Environmental Glossary

Get all of your eco-terminology in this glossary, filled with definitions for everything from conservation to biodiversity!

At Risk:

A species is described as being at risk when it is in danger of becoming extinct. Species that are either endangered or threatened are considered to be at risk.

Biodiversity:

The variety of life forms found within an ecosystem or over an entire planet. Biodiversity is used to measure the health of an ecosystem—the greater the variety of living things in an ecosystem, the healthier that ecosystem is thought to be. It is important to remember, however, that biodiversity will vary naturally from place to place, with healthy ecosystems in Polar Regions typically having lower biodiversity than healthy tropical ecosystems, for example.

Breed/breeding:

Organisms are said to breed when they reproduce or create young. Sometimes, in order to protect a species of endangered animal, scientists will create a captive breeding program. These programs provide ideal breeding conditions for animals living in zoos or other facilities so that the young produced can be released into the wild. Captive breeding programs have helped save animals like the spotted frog and the black footed ferret from extinction.

Conservation:

The management of natural resources in order to protect biodiversity. Usually this involves studying and protecting species and their habitats, as well as the ecosystems with which they interact.

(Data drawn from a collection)
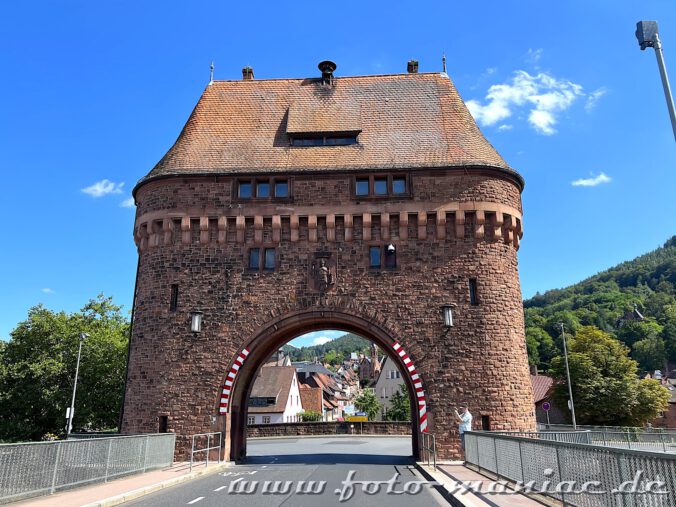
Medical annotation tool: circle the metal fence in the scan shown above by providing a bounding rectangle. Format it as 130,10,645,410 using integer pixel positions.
0,433,176,503
465,431,676,507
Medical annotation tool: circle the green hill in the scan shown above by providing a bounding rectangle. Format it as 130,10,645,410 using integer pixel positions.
524,236,676,371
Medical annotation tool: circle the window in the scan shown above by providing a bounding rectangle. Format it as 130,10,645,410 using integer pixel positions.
264,248,277,271
237,181,251,199
249,248,261,269
355,179,369,195
169,284,178,312
469,278,479,306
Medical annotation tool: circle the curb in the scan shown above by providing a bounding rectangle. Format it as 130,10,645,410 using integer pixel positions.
82,461,234,507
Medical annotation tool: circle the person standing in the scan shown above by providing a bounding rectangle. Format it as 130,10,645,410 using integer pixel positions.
455,404,472,452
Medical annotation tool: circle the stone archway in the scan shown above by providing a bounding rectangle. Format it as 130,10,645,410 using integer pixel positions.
218,308,430,460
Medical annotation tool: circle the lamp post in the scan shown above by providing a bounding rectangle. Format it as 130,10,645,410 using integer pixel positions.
636,21,676,139
66,333,89,440
560,322,577,430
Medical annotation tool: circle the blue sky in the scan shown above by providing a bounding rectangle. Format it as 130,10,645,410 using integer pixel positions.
0,0,676,339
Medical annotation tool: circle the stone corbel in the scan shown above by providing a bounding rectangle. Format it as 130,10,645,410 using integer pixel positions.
344,215,354,241
455,210,465,239
235,215,246,243
272,215,282,243
326,214,336,241
307,215,317,243
437,211,446,239
181,217,192,245
200,217,209,245
361,213,371,241
474,210,486,238
218,217,228,244
399,211,408,240
254,215,263,243
380,213,390,241
291,215,300,241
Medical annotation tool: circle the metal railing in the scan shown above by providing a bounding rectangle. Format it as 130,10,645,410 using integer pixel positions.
190,432,223,472
420,432,437,470
465,431,676,507
0,433,176,503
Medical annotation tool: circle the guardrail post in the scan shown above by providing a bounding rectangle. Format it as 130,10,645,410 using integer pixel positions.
49,442,63,495
103,438,113,482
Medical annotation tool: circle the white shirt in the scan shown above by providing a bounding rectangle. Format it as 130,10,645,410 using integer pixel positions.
458,411,472,435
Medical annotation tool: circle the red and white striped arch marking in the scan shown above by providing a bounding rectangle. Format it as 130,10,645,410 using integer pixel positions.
220,348,249,414
392,342,427,433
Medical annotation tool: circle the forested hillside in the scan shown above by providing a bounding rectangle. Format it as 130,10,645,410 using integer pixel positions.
524,236,676,371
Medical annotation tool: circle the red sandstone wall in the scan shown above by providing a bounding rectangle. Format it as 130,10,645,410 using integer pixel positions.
122,169,535,457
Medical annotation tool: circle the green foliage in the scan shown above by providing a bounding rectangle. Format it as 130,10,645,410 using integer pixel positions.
298,410,322,422
0,295,129,441
550,326,670,426
386,384,411,421
524,236,676,371
354,390,382,421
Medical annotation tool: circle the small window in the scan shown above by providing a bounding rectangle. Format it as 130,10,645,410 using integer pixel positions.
275,181,289,197
256,181,270,197
356,178,369,195
264,248,277,270
373,178,387,195
169,284,178,312
249,248,261,269
237,181,251,199
392,177,406,194
369,246,382,268
469,278,479,306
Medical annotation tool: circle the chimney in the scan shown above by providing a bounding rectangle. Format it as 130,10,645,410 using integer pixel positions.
317,60,336,85
242,65,253,81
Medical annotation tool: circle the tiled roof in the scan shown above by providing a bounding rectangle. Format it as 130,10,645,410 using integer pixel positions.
530,375,554,403
248,366,296,413
140,73,511,190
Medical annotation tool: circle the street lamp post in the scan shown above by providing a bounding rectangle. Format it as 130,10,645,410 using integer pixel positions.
560,322,577,430
66,333,89,439
636,21,676,139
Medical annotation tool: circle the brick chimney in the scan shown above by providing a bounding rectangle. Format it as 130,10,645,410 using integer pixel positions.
242,65,253,81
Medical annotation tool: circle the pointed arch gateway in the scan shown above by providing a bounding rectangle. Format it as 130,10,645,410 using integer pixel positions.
218,308,429,460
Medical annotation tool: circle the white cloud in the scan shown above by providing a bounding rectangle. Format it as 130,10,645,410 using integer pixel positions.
584,87,608,111
312,336,333,345
467,70,584,135
570,172,612,187
82,180,124,197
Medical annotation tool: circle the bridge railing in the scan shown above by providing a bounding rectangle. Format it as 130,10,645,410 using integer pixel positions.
465,431,676,507
0,433,176,503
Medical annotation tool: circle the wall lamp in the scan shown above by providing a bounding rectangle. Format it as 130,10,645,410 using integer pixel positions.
441,303,456,328
190,311,204,334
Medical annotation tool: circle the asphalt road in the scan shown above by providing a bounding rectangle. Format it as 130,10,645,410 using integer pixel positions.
123,436,448,507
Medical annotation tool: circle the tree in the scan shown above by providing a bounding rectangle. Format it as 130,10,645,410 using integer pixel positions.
0,295,129,441
354,389,382,421
550,326,669,425
387,384,411,421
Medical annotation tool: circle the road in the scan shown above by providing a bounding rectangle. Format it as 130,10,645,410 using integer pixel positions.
123,436,448,507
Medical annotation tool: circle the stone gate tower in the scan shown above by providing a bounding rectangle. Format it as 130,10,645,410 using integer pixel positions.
122,62,535,458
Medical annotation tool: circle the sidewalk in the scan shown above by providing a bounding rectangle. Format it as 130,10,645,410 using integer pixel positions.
11,462,231,507
418,461,557,507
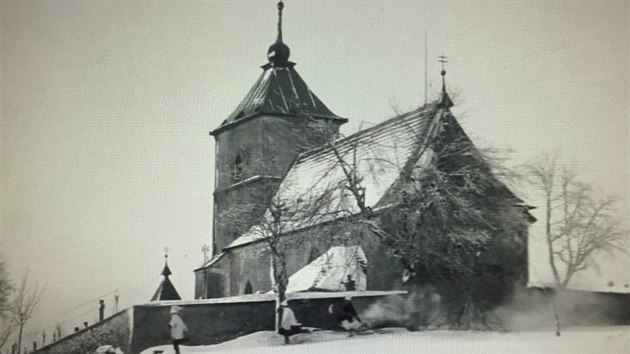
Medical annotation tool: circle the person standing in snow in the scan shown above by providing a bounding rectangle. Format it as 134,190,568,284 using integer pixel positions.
328,296,363,337
278,299,309,344
168,306,188,354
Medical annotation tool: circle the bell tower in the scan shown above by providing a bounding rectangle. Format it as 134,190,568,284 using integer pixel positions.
210,1,347,255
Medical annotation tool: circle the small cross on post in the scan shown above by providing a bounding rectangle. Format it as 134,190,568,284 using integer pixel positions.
201,245,210,264
438,54,448,89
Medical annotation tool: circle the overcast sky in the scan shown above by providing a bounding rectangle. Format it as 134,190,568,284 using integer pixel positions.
0,0,630,342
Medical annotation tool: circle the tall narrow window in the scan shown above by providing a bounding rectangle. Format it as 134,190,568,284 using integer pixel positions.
308,247,319,264
243,280,254,294
232,155,243,182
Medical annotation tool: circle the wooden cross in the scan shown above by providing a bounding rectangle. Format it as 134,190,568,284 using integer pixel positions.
201,245,210,264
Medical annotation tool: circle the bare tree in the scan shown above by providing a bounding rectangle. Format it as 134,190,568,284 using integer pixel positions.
526,155,628,290
0,261,15,350
8,273,42,354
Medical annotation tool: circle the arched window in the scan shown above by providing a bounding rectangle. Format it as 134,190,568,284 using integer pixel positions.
243,280,254,294
232,154,243,182
308,247,320,264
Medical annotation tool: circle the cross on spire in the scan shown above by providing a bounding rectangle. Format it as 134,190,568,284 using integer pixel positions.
277,0,284,42
438,54,448,91
438,54,453,108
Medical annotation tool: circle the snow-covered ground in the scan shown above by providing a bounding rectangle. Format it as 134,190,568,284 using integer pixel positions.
141,326,630,354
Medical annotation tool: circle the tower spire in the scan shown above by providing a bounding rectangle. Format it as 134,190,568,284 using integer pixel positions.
162,247,173,278
438,54,453,108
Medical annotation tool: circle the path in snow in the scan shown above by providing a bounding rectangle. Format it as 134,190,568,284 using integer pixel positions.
141,326,630,354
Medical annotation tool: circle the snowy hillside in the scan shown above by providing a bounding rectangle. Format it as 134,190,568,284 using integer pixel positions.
141,326,630,354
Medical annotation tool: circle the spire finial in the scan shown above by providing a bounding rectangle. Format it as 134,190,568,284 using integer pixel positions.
162,247,173,278
270,0,294,68
277,0,284,42
438,54,448,91
438,54,453,108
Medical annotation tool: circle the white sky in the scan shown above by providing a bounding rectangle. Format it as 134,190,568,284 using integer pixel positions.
0,0,630,342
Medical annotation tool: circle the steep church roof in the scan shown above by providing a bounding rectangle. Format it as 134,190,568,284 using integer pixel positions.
286,246,368,293
226,103,450,248
226,97,523,249
211,1,347,135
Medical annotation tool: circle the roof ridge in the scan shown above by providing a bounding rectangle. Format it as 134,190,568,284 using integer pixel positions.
295,103,436,164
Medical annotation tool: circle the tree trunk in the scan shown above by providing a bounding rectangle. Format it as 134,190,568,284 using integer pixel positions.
545,193,561,287
17,322,24,354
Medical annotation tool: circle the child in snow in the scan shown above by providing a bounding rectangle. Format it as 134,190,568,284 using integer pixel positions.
278,299,309,344
168,306,188,354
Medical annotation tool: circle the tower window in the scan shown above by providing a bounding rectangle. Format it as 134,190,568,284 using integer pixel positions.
232,155,243,182
243,280,254,294
308,247,319,264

§ Problem set
1. Reproduce the passage of the environmental glossary starting with "A species is" and going on through "be at risk.".
2. List every term that the environmental glossary defines.
3. According to the environmental glossary, which animals have captive breeding programs helped save from extinction?
None of the items are required here.

§ Solutions to the exercise
1.
A species is described as being at risk when it is in danger of becoming extinct. Species that are either endangered or threatened are considered to be at risk.

2.
At Risk
Biodiversity
Breed/breeding
Conservation

3. The spotted frog and the black footed ferret.